** Start of Records for the exercise **

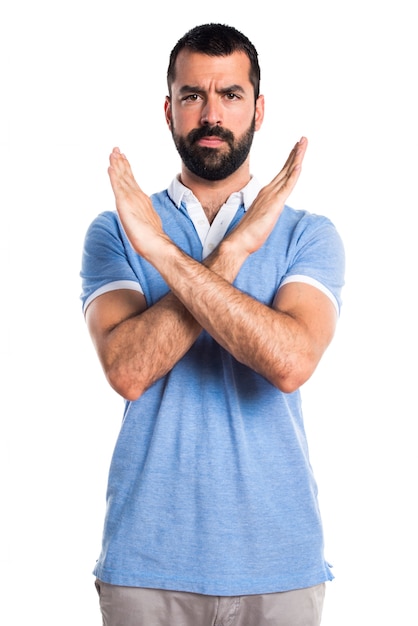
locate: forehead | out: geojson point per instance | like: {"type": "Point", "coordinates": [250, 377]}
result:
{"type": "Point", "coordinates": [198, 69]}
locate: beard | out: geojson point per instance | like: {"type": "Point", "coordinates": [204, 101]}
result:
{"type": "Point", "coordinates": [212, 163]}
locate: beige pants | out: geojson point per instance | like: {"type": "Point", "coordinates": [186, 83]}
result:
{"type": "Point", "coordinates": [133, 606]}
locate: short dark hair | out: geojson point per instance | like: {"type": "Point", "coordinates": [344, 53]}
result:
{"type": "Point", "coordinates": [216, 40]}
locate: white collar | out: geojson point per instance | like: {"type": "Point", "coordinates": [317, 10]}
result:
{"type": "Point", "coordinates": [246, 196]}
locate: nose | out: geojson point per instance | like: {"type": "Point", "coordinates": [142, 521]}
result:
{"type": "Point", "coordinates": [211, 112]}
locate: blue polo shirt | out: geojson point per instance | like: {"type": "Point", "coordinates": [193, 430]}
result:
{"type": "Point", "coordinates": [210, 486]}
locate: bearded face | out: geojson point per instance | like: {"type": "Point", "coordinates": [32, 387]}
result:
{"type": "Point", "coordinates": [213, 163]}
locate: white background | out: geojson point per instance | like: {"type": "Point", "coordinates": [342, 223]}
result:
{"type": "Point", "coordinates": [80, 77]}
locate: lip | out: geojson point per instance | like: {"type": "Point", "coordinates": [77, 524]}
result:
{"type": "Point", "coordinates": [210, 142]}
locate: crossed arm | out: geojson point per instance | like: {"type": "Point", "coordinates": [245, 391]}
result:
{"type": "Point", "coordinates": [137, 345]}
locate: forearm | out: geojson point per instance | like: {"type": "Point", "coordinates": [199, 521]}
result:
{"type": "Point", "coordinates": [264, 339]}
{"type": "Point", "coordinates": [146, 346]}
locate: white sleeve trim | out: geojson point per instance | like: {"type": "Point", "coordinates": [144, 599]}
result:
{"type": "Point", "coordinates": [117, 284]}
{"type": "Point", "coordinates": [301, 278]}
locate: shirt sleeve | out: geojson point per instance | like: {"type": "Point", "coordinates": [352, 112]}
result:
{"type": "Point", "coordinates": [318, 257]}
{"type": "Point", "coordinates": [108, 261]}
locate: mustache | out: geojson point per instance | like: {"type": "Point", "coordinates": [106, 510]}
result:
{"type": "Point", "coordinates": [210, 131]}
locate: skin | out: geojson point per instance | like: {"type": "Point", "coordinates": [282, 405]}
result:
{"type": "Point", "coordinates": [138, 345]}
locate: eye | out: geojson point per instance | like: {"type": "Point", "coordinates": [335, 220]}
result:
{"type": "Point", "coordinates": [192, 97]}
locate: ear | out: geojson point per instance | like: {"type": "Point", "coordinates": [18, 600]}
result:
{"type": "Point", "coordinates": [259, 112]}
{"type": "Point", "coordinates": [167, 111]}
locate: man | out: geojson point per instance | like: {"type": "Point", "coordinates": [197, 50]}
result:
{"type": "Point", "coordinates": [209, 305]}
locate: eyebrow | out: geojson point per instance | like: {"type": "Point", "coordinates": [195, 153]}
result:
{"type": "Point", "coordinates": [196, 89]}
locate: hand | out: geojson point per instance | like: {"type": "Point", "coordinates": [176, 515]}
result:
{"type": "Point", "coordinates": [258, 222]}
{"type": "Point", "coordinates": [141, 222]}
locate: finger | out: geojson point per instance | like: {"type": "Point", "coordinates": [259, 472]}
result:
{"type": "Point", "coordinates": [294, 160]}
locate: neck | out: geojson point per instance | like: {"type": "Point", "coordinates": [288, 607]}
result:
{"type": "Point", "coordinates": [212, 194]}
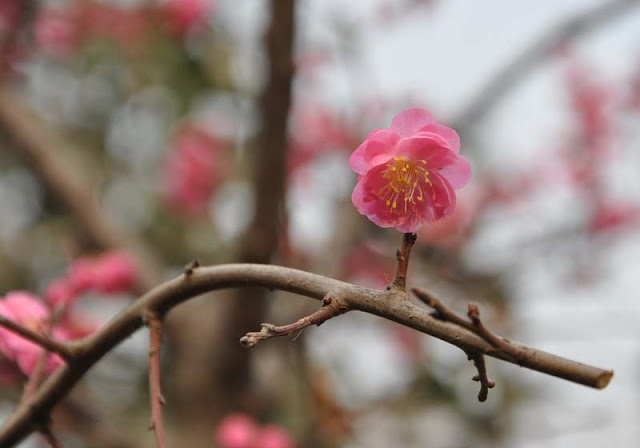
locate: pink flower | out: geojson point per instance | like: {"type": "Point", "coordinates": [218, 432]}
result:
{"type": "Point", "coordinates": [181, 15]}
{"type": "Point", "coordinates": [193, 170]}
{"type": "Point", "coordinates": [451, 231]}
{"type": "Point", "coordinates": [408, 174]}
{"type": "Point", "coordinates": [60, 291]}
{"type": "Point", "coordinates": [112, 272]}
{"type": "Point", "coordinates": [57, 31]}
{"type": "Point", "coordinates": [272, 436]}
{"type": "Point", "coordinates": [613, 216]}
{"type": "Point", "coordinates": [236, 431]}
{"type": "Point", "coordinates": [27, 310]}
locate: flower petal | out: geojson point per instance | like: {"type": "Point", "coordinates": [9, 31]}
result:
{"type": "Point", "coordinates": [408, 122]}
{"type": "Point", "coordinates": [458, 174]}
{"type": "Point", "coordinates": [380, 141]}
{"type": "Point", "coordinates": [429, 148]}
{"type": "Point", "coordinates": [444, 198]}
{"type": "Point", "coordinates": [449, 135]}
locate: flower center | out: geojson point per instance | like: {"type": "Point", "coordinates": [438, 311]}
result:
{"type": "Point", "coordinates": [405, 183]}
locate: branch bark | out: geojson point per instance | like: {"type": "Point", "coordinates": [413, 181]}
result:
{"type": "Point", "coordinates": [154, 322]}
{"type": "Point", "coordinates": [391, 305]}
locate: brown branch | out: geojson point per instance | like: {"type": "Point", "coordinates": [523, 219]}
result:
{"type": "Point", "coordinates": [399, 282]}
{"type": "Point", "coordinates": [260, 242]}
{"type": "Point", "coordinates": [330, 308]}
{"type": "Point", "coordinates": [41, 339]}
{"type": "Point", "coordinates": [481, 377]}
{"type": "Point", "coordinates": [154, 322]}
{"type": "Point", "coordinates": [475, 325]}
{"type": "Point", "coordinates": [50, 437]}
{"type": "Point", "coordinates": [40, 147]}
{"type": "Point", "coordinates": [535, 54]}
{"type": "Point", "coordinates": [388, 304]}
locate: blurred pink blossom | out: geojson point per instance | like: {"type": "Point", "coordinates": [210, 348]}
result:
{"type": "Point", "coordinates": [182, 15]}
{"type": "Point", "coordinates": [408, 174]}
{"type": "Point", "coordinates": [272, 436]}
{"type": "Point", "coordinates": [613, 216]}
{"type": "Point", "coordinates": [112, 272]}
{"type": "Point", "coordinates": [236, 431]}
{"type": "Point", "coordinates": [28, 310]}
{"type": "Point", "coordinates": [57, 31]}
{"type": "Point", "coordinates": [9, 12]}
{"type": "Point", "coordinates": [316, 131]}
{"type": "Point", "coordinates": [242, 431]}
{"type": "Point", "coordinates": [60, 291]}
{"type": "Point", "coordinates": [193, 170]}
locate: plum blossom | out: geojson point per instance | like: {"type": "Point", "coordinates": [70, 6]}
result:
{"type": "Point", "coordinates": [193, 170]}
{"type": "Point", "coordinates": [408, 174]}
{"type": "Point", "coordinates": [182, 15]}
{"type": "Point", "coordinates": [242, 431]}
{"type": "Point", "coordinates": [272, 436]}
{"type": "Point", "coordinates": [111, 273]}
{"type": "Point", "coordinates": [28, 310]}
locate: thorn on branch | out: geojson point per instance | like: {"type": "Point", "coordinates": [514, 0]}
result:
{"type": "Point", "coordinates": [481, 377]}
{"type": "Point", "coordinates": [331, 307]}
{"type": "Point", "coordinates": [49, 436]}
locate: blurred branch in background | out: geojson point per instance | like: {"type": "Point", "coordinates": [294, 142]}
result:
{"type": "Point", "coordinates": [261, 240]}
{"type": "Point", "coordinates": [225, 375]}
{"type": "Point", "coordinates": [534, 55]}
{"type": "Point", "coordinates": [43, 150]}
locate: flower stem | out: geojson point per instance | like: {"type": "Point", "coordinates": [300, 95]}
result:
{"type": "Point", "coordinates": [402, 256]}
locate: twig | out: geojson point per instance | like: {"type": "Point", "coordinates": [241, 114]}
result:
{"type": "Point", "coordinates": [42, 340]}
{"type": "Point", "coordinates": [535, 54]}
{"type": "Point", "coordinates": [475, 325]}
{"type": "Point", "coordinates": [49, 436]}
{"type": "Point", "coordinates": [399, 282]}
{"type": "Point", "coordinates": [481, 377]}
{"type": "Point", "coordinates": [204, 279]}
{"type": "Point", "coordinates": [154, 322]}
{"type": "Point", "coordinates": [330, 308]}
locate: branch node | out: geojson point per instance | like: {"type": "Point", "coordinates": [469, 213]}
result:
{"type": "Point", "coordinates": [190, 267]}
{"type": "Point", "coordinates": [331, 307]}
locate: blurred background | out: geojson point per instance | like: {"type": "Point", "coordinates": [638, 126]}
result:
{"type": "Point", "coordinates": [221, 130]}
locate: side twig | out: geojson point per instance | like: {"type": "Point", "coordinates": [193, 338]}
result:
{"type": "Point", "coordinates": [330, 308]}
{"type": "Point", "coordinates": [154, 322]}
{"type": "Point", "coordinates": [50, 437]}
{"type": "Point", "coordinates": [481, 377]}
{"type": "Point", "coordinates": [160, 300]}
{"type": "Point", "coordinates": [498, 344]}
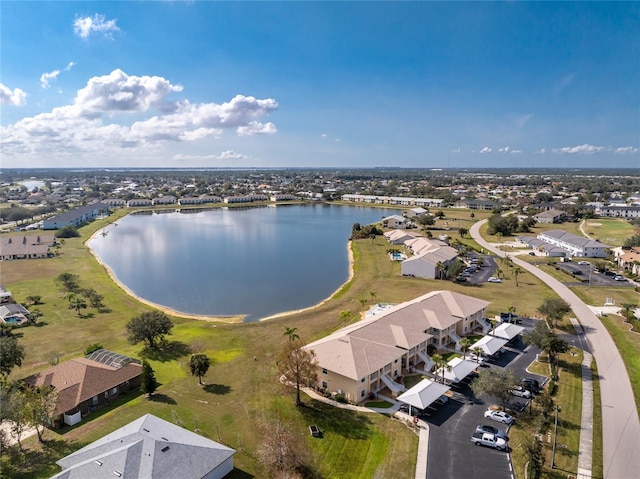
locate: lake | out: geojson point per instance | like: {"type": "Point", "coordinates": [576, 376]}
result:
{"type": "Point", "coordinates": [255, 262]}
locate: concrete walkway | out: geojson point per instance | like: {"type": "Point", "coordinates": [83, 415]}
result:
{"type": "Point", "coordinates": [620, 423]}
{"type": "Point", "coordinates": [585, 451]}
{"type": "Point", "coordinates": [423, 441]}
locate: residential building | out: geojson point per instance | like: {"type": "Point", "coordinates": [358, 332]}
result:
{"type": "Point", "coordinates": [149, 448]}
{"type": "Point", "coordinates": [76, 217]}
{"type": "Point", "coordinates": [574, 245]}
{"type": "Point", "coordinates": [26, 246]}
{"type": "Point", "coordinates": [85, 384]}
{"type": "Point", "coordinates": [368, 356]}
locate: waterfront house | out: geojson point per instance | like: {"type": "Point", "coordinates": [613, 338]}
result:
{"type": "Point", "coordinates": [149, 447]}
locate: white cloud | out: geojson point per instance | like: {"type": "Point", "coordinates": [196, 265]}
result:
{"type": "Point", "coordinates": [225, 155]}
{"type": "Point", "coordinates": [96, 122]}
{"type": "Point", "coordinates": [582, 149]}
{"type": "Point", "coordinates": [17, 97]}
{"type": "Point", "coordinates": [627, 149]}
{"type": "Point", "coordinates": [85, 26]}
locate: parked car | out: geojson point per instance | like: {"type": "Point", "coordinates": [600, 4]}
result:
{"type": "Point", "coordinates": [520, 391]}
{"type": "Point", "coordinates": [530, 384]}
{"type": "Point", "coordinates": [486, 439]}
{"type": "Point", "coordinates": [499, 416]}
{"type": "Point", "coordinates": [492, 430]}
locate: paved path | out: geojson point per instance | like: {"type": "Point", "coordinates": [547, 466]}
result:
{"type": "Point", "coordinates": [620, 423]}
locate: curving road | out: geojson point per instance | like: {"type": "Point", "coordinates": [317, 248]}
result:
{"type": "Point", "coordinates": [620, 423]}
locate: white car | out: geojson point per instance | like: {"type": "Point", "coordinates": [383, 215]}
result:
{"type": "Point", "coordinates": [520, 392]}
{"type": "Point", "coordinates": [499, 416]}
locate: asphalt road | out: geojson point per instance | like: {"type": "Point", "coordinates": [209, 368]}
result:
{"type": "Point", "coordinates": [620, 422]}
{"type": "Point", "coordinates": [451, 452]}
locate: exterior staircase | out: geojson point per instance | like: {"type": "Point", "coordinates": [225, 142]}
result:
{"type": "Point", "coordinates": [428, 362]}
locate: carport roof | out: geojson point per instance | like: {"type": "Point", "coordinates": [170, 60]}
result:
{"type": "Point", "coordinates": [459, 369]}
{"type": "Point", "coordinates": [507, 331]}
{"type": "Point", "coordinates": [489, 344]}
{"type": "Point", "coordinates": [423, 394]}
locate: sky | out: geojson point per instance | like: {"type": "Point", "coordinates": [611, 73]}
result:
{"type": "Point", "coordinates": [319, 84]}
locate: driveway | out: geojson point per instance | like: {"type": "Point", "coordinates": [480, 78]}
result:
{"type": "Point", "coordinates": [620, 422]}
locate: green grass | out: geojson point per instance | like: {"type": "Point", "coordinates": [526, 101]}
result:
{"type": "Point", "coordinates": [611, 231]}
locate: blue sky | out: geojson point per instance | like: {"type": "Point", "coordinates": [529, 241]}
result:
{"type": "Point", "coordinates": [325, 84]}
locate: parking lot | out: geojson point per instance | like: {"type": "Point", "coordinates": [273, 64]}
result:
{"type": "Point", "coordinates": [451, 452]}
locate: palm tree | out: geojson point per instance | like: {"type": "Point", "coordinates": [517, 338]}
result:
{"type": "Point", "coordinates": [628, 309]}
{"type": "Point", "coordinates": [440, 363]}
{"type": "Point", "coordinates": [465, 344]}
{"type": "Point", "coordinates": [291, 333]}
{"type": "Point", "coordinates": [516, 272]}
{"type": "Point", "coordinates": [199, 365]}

** End of Records for the exercise **

» **Problem to solve**
Convert the lines from the line containing "locate: blue sky" through the end of the items into a JSON list of strings, with one string per line and blank lines omitted.

» **Correct response**
[
  "locate: blue sky | out: geojson point per instance | like: {\"type\": \"Point\", \"coordinates\": [529, 241]}",
  "result:",
  "{\"type\": \"Point\", \"coordinates\": [325, 84]}",
  "locate: parking lot | out: geojson point per instance | like: {\"type\": \"Point\", \"coordinates\": [273, 64]}",
  "result:",
  "{\"type\": \"Point\", \"coordinates\": [451, 452]}",
  "locate: palm tree | out: geojson point per instance | like: {\"type\": \"Point\", \"coordinates\": [517, 338]}",
  "result:",
  "{\"type\": \"Point\", \"coordinates\": [628, 309]}",
  "{\"type\": \"Point\", \"coordinates\": [440, 363]}",
  "{\"type\": \"Point\", \"coordinates\": [465, 344]}",
  "{\"type\": \"Point\", \"coordinates\": [291, 333]}",
  "{\"type\": \"Point\", \"coordinates\": [516, 272]}",
  "{\"type\": \"Point\", \"coordinates\": [199, 365]}"
]